About this task: Using the entries below, write out the line with "surface on this basis.", the line with "the coffee bean on this basis.", and every line in between, exactly as each is written.

━━━ Extracted data

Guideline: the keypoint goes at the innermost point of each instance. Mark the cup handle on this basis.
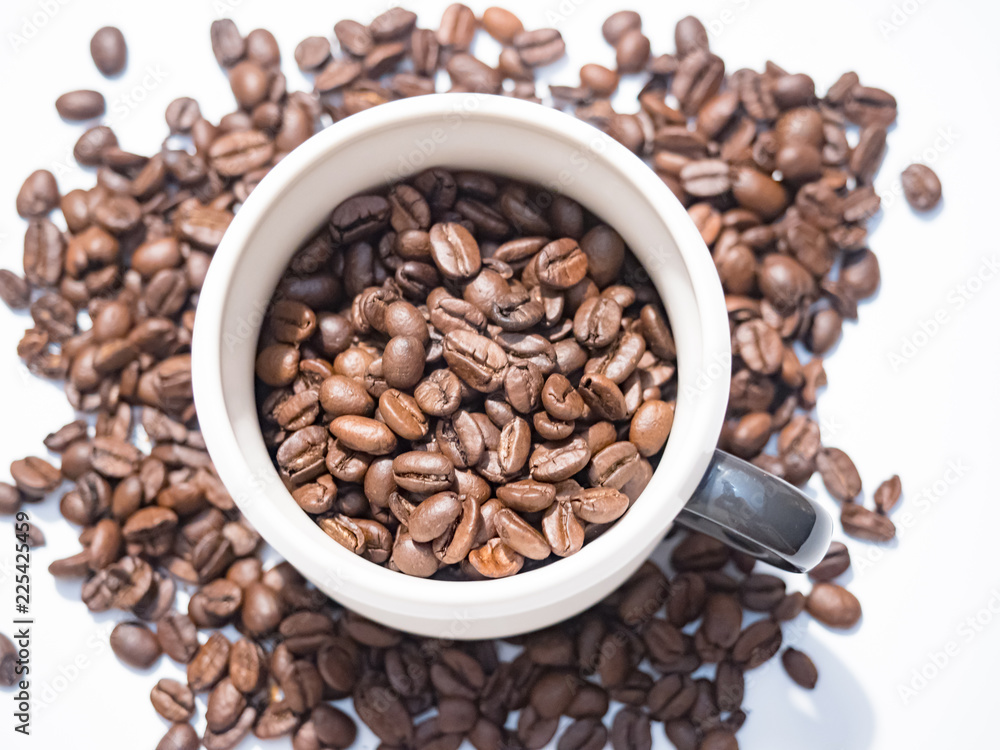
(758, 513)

━━━━━━
━━━ Extracted data

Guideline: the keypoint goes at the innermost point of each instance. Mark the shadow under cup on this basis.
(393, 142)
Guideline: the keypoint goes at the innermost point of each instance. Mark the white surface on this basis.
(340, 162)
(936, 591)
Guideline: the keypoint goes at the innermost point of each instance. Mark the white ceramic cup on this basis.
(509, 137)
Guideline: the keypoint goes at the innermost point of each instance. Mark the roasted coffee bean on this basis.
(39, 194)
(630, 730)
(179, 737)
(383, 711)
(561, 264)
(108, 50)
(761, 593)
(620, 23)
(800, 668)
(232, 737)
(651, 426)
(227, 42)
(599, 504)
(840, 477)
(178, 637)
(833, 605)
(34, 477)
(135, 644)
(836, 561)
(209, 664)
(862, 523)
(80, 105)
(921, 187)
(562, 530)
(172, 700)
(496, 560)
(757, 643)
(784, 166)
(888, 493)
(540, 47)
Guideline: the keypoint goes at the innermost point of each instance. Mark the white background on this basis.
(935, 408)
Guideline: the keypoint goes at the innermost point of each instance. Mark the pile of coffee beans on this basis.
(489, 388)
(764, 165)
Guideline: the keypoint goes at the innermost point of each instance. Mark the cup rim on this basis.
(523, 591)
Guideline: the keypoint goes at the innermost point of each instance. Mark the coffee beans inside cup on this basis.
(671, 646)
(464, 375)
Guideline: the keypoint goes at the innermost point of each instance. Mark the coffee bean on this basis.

━━━━━━
━━━ Extracted data

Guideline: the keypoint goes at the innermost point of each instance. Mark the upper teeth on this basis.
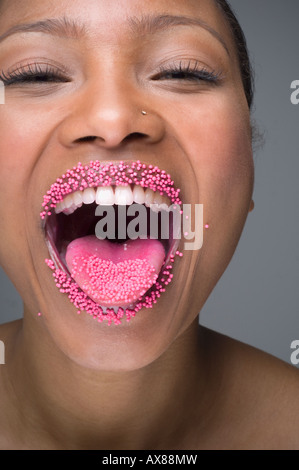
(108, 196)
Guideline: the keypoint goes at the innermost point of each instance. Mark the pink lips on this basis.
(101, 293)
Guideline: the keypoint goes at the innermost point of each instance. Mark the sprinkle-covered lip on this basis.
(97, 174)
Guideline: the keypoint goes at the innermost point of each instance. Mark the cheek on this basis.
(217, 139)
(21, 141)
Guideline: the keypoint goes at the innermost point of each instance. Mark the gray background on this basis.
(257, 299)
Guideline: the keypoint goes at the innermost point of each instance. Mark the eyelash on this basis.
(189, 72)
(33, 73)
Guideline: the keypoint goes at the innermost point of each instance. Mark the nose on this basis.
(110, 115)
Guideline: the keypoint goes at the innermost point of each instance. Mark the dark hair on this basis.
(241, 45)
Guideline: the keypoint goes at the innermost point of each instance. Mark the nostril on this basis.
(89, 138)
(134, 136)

━━━━━━

Answer:
Guideline: the keypoint goes at the innermost point of each instance. Mark the white surface on this basis.
(340, 162)
(936, 591)
Guideline: the keypoint goes at the innermost point of each instance. Mark the white ceramic cup on this basis.
(509, 137)
Guideline: the keypoint goes at the innermost point of each instance. Mark the roasted coffee bean on this basis.
(39, 194)
(630, 730)
(179, 737)
(383, 711)
(561, 264)
(108, 50)
(761, 593)
(620, 23)
(800, 668)
(232, 737)
(651, 426)
(227, 42)
(599, 504)
(840, 477)
(178, 637)
(833, 605)
(34, 477)
(135, 644)
(836, 561)
(209, 664)
(862, 523)
(80, 105)
(921, 187)
(562, 530)
(172, 700)
(496, 560)
(757, 643)
(784, 166)
(888, 493)
(540, 47)
Guideline: the keypoint goes at the innermost point of each instance. Mark the white background on this basis.
(935, 408)
Guideline: the keypoint goes at the innermost point of each instance. Mark the pile of coffee beans on this basis.
(489, 388)
(764, 165)
Guideline: the keypoint goes at the innermost point of each instance. Mark the cup rim on this basis.
(523, 591)
Guideline: the keypoint goes at the innermost point of each instance. Mark the coffee beans inside cup on this basis.
(671, 646)
(464, 375)
Guideline: the keypoint goes at the innermost point of each instance. Mark the coffee bean on this basis.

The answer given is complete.